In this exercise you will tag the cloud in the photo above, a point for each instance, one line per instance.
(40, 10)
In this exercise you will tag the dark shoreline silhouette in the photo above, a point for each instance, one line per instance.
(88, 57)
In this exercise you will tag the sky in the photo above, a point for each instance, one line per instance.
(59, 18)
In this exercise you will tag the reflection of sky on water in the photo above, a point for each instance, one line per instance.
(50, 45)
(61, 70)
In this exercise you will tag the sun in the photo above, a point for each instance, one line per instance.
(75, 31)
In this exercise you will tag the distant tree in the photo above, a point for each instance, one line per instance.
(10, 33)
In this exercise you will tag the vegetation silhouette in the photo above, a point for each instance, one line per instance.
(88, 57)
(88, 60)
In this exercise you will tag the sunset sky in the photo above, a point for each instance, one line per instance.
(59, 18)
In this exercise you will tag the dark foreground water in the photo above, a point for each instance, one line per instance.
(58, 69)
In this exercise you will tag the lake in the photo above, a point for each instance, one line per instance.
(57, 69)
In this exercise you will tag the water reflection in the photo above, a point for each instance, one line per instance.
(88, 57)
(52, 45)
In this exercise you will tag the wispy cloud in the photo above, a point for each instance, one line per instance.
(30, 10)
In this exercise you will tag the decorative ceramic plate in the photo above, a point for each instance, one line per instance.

-*-

TASK ITEM
Preserving every character, copy the records above out again.

WRITTEN REPLY
In this exercise you will tag the cloud in the photo above, a point for each instance, one line per instance.
(40, 10)
In this exercise you will tag the dark shoreline silhouette in the photo above, a point for each instance, one line per instance.
(88, 57)
In this exercise you will tag the sky in the photo above, a point for each instance, one line per instance.
(59, 18)
In this exercise you will tag the reflection of sky on water in the photo above, a point for each instance, one line per instance.
(50, 45)
(61, 70)
In this exercise you will tag the sun in the photo above, a point for each instance, one line per instance.
(75, 31)
In this exercise you will tag the distant tree in the photo above, a point for each instance, one line per instance.
(10, 33)
In this exercise you will tag the vegetation silhouette in the photo above, a point for each instance, one line per instance.
(88, 57)
(88, 60)
In this exercise you will tag the sunset sky in the photo above, a point for each instance, one line per instance.
(59, 18)
In this exercise you will tag the dark foreground water in the photo above, a point for each instance, one line per instance.
(58, 69)
In this exercise you will tag the lake in the photo above, a point for each instance, one line per instance.
(57, 69)
In this exercise you will tag the water reflection in the photo above, a point for each instance, one line per instance.
(88, 57)
(52, 45)
In this exercise you will tag the wispy cloud in the photo above, a point for each instance, one line per instance.
(30, 10)
In this exercise you will tag the decorative ceramic plate in the photo above, a point for each instance, one line per instance.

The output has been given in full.